◆ **Work required**
Continue the passage below about the school board's social media policy, starting right after its final sentence.

==== Given passage ====

The policy defines social media to include personal websites, blogs, wikis, social network sites, online forums, virtual worlds and video-sharing websites. It also has a catch-all that covers “any other social media generally available to the public or consumers that does not fall within the School Board's technologies network (e.g., Web 2.0 tools, Facebook, Twitter, Linkedln, Flickr, YouTube).”
Gwynn Shamlin, the board’s general counsel, told the School Board on May 5 that he helped develop the new policy after receiving a request from Nichola Hall, chief officer for human resources. He said the policy was developed in order not to violate employee rights.
“We had to walk a bit of a tight rope developing this because there are free speech issues you have to be careful with,” Shamlin said.
In his letter, Owens notes that a judge on May 10 struck down an employee policy used by Jackson Public Schools in Jackson, Mississippi, that has similarities to the one East Baton Rouge is considering. In that case, the judge ruled that the policy there violated the Mississippi state constitution, “but also that they gravely threaten the public interest in public education."
"By silencing its teachers, staff, employees, and their organizational advocate, JPS deprives its students, their parents, and other interested parties such as legislators and taxpayers, of important information necessary to fully understand and take part in their public education system, and meaningfully call for its improvement where and when needed,” special Circuit Judge Jess Dickinson wrote in the ruling.

==== Data section ====

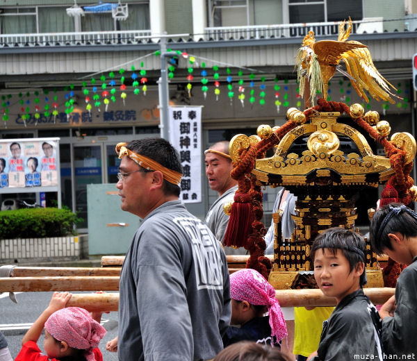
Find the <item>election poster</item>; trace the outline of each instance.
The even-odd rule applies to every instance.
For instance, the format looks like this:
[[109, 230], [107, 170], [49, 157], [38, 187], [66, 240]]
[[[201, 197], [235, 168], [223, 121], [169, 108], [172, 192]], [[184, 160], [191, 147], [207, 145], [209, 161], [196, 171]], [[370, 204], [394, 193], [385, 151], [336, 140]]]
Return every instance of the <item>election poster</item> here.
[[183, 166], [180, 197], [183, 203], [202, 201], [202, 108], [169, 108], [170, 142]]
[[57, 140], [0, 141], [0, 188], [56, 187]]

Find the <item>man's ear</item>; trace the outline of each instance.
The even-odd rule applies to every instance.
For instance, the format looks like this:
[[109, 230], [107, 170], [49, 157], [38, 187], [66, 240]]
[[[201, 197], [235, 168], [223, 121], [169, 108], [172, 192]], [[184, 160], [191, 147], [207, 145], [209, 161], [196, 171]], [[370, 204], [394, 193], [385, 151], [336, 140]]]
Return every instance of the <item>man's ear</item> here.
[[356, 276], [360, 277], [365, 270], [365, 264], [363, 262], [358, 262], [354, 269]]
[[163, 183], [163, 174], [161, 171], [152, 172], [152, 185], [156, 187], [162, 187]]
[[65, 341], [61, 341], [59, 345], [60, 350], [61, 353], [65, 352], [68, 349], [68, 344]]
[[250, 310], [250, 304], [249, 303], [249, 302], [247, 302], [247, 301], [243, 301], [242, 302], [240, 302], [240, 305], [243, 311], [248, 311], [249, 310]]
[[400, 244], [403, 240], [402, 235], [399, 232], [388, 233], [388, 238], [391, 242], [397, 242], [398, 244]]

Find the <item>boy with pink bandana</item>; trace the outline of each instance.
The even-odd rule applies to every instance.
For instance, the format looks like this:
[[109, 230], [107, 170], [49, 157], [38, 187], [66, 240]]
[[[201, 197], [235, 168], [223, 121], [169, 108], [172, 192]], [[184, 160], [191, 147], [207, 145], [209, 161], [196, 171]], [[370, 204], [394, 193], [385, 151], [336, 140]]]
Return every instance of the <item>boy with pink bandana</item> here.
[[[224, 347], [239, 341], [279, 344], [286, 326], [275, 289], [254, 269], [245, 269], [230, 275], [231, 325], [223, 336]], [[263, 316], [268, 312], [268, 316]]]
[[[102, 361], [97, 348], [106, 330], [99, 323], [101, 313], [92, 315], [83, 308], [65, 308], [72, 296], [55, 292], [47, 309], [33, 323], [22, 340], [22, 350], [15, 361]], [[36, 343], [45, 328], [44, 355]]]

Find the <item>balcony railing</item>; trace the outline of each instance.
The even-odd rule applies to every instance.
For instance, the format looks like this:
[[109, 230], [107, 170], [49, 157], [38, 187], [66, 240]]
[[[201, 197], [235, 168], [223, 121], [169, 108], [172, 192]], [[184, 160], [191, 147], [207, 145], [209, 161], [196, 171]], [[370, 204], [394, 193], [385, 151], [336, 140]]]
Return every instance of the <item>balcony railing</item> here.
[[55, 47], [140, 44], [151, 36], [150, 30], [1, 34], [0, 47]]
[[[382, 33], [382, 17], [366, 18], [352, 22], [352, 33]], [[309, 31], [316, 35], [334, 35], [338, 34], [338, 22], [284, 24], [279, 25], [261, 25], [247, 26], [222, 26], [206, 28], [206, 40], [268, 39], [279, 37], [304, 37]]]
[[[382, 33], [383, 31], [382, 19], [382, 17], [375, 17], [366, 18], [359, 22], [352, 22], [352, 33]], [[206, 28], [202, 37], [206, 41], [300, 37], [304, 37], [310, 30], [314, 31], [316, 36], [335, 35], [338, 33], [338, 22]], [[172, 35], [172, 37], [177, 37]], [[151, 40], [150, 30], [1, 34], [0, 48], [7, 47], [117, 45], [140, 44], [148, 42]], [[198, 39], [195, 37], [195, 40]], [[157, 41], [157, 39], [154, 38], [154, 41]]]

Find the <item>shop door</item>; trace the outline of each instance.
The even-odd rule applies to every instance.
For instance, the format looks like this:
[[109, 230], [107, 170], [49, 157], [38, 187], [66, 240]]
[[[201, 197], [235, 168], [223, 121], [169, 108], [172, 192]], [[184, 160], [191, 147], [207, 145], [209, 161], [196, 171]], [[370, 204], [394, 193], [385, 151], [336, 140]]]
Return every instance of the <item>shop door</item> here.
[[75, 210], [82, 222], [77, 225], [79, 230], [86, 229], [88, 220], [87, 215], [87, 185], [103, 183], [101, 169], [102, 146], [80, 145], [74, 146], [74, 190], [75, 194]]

====
==== Data section ====

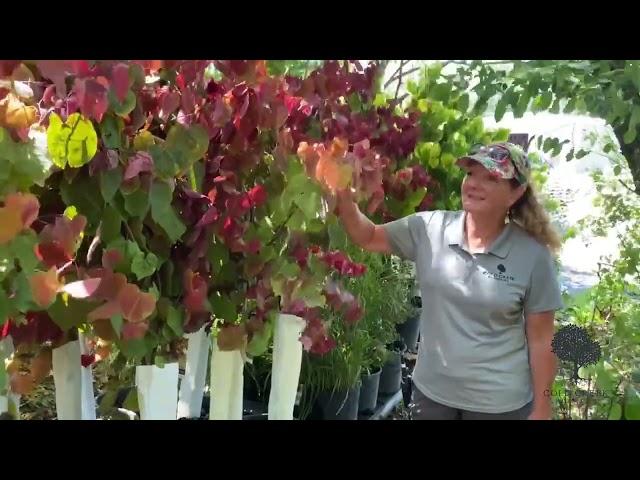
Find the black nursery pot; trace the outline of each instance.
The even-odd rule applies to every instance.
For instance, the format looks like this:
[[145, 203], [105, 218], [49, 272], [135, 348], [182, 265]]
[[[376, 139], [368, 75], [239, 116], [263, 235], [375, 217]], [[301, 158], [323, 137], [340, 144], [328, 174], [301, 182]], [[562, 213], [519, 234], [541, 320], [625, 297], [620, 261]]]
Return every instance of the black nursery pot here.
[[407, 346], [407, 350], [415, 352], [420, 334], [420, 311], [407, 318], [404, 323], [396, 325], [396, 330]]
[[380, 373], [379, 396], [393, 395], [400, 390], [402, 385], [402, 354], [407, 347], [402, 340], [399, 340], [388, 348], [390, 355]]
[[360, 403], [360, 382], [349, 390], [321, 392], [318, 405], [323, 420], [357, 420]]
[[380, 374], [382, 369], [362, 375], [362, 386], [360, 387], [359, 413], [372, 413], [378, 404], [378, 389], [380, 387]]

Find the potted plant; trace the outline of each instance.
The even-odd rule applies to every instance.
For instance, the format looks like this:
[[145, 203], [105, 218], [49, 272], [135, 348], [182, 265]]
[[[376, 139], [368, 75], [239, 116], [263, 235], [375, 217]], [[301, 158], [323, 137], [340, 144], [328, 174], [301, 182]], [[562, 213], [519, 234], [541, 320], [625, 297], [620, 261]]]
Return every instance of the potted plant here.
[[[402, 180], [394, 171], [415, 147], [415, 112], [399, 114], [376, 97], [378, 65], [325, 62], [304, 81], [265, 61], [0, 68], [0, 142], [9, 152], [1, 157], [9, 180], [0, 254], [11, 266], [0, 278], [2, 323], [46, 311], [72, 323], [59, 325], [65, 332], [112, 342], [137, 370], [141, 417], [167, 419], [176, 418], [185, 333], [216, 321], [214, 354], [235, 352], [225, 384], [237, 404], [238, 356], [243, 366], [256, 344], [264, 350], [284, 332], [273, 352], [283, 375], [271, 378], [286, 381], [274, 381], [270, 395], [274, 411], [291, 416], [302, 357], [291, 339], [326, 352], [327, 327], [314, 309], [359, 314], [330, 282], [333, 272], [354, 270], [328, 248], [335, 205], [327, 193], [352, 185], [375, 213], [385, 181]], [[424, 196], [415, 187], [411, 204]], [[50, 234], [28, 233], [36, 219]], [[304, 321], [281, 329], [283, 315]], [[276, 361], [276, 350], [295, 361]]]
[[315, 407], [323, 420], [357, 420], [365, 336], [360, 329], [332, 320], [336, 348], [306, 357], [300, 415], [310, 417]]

====
==== Data section ====

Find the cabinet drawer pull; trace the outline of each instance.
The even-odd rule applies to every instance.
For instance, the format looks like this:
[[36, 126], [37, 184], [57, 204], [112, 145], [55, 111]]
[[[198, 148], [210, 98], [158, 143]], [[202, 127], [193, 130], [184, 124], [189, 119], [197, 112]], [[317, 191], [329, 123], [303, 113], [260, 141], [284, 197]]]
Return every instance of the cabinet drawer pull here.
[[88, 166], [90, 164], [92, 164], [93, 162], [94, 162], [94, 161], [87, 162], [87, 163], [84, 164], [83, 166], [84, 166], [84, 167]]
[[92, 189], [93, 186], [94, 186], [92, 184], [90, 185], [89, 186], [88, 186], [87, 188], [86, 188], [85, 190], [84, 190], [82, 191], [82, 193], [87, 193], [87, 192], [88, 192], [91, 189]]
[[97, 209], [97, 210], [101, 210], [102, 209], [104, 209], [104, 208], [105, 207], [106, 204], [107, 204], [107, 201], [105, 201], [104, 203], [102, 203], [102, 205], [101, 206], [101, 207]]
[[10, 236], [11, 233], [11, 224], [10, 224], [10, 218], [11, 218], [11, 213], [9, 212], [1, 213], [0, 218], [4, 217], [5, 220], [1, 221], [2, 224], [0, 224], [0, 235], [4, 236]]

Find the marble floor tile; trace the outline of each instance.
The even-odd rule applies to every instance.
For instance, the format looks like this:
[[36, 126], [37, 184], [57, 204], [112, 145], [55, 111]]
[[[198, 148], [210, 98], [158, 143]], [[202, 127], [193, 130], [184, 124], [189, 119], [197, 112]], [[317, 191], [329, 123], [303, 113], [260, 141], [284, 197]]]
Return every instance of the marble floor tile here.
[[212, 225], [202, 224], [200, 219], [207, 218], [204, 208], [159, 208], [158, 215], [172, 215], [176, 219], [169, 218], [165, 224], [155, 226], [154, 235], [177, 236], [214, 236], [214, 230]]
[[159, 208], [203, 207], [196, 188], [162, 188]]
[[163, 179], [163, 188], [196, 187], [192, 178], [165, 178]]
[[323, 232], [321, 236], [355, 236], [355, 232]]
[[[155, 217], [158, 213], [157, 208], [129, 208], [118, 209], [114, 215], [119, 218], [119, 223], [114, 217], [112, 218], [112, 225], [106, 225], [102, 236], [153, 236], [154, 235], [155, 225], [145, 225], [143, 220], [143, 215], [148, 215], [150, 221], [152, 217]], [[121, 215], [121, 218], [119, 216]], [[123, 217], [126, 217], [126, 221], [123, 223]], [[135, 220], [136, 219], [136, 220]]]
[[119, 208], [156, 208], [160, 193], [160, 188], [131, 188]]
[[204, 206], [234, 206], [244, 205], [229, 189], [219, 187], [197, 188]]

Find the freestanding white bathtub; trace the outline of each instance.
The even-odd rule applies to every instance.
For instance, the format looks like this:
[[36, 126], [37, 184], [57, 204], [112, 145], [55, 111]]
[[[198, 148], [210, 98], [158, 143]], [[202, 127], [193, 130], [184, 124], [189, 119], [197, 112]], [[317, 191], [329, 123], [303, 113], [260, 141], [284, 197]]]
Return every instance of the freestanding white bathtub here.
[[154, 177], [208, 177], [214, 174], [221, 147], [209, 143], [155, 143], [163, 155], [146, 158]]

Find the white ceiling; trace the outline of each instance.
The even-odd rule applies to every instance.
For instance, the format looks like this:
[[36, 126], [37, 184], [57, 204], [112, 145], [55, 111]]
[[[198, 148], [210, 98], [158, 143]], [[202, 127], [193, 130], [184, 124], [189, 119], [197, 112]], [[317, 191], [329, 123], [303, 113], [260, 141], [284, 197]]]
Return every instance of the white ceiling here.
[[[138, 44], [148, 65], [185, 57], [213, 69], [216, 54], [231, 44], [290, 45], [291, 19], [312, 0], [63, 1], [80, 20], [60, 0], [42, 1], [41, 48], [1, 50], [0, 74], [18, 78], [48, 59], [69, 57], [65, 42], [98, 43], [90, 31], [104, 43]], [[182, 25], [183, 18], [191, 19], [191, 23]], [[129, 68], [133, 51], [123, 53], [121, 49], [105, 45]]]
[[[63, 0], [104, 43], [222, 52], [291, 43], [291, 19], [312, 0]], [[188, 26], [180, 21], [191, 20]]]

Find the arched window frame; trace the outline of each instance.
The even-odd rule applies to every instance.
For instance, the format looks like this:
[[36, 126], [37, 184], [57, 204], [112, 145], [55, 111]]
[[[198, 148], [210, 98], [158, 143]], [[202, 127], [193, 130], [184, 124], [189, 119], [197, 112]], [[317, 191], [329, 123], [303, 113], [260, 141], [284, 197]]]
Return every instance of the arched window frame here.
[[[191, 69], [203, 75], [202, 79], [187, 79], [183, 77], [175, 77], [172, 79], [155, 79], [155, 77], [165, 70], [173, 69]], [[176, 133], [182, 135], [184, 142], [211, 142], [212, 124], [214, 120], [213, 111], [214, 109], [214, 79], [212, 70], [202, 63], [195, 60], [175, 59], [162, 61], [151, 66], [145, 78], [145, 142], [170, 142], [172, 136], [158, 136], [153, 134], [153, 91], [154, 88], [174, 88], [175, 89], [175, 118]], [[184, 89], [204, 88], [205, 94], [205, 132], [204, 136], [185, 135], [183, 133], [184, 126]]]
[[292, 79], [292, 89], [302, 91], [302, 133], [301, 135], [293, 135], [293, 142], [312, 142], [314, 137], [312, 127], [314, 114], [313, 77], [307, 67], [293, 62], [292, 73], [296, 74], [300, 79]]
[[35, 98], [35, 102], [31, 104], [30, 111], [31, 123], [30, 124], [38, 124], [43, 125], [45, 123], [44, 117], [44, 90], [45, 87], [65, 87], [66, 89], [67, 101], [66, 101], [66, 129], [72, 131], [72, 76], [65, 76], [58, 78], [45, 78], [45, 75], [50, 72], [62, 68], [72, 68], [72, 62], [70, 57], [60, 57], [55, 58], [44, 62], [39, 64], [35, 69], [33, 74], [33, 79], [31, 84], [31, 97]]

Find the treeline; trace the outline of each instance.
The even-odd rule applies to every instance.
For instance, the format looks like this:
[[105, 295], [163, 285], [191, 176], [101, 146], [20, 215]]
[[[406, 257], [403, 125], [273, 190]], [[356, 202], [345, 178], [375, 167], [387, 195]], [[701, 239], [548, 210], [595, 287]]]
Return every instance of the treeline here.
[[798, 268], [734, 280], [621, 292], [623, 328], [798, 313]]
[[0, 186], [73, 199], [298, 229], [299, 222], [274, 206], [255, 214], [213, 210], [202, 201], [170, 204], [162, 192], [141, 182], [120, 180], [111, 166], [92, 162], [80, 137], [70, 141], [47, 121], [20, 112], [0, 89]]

====

◆ **Expected answer**
In Louisiana, the City of New Orleans recently settled litigation over an employee social media policy in a case brought in 2020 by two public library workers who said the policy violated their First Amendment rights. As part of the settlement, the city government removed the most controversial aspects of the previous policy, including a provision that said city employees are not allowed to “engage or respond to negative or disparaging posts” about city government.
Katie Schwartzmann, director of the Tulane University Law School First Amendment Clinic, helped represent those two city employees. She said the City of New Orleans policy was different in key ways, but she said the proposed policy in East Baton Rouge “overshoots the mark” and could run afoul of employees’ First Amendment rights to free speech and their right to privacy.
For instance, Schwartzmann questions the policy’s failure to define “professional" when it comes to posting things on the Internet, saying the word is "is vague and could be used to silence all speech critical of the school system.”
Schwartzmann also finds worrisome the prohibition on “communication that can reasonably be anticipated to cause a substantial disruption to the school environment.”
“Because this policy governs private chatroom speech,” she said, “it could be used to fire teachers for trivial and culturally acceptable uses of language within the sphere of their own private life, just because if the speech were said in a classroom, which it has not been, it could cause a disruption.”